▶ **What needs to be done**
Working from the line that contains "Objective — a point for each instance of the train door" down to the last line below, repeat each line exactly.

╔══

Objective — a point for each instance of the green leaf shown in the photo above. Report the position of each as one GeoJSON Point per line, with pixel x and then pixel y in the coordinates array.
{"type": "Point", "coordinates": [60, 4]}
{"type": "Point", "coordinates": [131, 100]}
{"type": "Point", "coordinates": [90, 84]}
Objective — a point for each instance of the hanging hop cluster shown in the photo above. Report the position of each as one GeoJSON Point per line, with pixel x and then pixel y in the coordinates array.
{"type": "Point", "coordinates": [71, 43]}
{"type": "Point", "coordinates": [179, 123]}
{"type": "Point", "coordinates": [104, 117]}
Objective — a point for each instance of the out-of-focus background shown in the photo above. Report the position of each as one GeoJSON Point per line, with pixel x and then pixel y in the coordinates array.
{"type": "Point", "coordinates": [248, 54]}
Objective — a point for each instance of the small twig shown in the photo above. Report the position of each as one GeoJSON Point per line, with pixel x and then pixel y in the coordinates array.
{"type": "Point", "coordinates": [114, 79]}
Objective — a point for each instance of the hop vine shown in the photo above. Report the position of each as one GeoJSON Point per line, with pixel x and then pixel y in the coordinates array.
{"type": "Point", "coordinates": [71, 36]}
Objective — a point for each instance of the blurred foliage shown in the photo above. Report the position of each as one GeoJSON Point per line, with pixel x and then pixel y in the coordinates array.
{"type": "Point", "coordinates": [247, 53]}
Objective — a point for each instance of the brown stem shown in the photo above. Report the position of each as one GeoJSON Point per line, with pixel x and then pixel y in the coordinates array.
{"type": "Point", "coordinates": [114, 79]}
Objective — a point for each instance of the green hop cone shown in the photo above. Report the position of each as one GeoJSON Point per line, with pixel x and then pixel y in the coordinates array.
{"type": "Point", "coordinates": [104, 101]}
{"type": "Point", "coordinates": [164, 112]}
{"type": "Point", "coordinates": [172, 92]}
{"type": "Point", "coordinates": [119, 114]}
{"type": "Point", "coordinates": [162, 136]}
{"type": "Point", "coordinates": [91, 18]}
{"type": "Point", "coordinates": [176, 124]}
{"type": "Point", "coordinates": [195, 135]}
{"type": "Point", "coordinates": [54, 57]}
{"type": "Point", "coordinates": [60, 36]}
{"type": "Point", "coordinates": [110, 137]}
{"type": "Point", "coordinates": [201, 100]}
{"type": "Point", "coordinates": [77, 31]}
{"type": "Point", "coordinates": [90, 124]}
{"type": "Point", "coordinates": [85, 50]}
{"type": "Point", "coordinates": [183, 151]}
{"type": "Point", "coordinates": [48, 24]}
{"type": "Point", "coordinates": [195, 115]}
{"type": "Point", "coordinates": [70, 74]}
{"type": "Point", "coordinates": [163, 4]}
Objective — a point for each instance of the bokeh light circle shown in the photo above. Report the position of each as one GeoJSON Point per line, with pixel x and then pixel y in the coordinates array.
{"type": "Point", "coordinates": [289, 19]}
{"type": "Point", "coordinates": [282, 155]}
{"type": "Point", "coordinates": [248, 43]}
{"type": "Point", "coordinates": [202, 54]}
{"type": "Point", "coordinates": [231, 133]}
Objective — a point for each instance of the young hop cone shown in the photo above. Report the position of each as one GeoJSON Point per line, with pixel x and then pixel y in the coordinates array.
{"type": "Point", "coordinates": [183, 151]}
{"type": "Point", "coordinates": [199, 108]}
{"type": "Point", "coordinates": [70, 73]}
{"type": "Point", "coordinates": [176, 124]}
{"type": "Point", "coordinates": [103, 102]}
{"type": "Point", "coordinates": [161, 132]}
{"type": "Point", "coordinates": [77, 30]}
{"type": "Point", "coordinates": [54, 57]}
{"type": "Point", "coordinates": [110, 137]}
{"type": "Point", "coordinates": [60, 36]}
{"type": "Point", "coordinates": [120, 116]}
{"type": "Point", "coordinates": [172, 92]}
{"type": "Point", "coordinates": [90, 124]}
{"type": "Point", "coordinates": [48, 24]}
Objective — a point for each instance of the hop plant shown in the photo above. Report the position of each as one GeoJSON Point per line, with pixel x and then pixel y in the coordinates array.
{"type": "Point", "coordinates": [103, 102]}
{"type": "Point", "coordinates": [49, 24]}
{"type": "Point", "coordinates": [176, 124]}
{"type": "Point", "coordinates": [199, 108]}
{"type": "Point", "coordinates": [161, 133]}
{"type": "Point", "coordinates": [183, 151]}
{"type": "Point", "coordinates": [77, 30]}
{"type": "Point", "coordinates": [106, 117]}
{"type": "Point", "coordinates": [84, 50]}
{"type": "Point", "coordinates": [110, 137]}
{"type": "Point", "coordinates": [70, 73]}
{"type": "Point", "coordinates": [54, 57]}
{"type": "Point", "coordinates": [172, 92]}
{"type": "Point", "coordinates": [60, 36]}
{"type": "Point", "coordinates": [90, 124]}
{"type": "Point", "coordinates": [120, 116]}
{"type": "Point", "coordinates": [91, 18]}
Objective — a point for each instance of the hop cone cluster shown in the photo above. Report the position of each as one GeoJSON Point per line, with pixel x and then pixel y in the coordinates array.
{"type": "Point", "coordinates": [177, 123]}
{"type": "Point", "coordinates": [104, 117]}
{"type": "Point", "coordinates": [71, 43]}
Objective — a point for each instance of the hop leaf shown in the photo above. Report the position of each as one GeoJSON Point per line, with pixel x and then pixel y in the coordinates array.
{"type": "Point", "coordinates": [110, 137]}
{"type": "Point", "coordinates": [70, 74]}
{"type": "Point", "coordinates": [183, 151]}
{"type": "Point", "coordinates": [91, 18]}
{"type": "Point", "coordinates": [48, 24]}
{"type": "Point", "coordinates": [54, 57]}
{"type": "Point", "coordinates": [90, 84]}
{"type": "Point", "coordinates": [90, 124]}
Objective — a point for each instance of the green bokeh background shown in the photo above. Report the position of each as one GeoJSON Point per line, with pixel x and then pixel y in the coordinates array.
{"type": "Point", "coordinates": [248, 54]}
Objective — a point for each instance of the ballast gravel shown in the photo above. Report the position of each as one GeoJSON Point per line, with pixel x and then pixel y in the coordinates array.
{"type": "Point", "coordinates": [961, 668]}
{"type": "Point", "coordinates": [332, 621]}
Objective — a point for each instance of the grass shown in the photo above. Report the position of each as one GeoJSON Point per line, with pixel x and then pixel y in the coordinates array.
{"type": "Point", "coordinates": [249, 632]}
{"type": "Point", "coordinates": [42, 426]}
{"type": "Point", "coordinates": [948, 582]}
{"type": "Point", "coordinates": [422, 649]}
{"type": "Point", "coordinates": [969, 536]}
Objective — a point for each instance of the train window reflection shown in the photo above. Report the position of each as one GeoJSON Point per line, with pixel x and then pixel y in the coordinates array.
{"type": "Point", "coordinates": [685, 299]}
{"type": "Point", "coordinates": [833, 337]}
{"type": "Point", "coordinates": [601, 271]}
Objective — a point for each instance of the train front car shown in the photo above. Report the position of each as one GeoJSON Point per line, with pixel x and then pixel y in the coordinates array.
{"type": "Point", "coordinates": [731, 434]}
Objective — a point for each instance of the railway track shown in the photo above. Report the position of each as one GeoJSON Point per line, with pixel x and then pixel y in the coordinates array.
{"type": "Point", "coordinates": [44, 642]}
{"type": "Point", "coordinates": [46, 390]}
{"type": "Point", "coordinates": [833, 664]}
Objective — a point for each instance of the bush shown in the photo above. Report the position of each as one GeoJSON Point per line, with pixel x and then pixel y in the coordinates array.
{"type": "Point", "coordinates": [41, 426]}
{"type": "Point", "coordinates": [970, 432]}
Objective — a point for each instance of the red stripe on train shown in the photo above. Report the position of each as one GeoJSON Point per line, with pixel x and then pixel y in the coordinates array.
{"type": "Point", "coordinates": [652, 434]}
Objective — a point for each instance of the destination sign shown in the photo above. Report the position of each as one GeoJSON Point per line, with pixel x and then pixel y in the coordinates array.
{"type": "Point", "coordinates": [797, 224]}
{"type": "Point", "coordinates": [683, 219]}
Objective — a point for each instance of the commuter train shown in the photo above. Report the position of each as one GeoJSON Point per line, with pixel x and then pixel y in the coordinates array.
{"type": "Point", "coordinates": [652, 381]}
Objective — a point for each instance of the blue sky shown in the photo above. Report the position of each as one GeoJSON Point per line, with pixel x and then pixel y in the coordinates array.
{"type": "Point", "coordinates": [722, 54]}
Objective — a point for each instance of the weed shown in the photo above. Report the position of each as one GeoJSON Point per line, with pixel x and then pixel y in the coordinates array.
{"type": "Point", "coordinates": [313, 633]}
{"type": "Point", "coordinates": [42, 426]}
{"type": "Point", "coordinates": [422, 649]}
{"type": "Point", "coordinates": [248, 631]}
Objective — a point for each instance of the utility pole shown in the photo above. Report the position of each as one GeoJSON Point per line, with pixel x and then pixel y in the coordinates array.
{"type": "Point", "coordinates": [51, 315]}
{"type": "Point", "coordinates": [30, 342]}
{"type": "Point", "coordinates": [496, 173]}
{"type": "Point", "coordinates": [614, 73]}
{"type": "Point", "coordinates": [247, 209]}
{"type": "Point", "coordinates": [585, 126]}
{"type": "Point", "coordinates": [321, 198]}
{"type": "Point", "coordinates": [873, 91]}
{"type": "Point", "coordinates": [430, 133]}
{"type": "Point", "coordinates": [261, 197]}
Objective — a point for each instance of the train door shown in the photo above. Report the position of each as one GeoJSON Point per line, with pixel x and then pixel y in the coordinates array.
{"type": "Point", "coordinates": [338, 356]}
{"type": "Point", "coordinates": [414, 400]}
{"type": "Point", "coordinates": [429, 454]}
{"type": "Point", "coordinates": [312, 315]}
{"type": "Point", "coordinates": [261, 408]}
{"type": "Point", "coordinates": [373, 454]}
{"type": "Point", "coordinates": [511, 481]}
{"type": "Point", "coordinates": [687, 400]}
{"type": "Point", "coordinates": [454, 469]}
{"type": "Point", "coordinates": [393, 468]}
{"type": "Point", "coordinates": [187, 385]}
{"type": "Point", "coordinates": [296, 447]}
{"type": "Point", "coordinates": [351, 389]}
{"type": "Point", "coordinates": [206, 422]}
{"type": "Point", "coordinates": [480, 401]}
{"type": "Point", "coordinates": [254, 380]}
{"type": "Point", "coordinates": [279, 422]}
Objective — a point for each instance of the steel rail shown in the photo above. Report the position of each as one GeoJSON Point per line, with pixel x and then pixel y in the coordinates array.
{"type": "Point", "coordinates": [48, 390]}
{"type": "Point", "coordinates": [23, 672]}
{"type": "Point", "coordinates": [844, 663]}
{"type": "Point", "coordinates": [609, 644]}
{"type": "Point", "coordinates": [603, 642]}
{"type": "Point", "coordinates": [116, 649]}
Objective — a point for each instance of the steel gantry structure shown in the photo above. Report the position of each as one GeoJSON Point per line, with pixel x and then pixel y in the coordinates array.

╚══

▶ **Complete answer**
Objective — a point for each instance of the train door shown in the photo above. Report the position of each as one GeoJSON Point per line, with pixel x and then pixel y in the coordinates array.
{"type": "Point", "coordinates": [338, 356]}
{"type": "Point", "coordinates": [414, 400]}
{"type": "Point", "coordinates": [429, 454]}
{"type": "Point", "coordinates": [312, 315]}
{"type": "Point", "coordinates": [261, 408]}
{"type": "Point", "coordinates": [373, 454]}
{"type": "Point", "coordinates": [511, 481]}
{"type": "Point", "coordinates": [687, 400]}
{"type": "Point", "coordinates": [454, 469]}
{"type": "Point", "coordinates": [393, 468]}
{"type": "Point", "coordinates": [187, 385]}
{"type": "Point", "coordinates": [296, 447]}
{"type": "Point", "coordinates": [351, 389]}
{"type": "Point", "coordinates": [206, 422]}
{"type": "Point", "coordinates": [480, 401]}
{"type": "Point", "coordinates": [254, 380]}
{"type": "Point", "coordinates": [279, 422]}
Objective — a point for each instance of the steel rail shown in the photo above. Report the position of each as one GeoJSON Point per line, with pixel x and then pixel y in the coordinates array.
{"type": "Point", "coordinates": [48, 390]}
{"type": "Point", "coordinates": [23, 672]}
{"type": "Point", "coordinates": [844, 663]}
{"type": "Point", "coordinates": [609, 644]}
{"type": "Point", "coordinates": [603, 642]}
{"type": "Point", "coordinates": [116, 649]}
Objective — a point for each instance of the steel gantry structure shown in the photo above. Report the position of each as one GeoJSON Point per line, with pixel x and then pixel y in the coordinates array.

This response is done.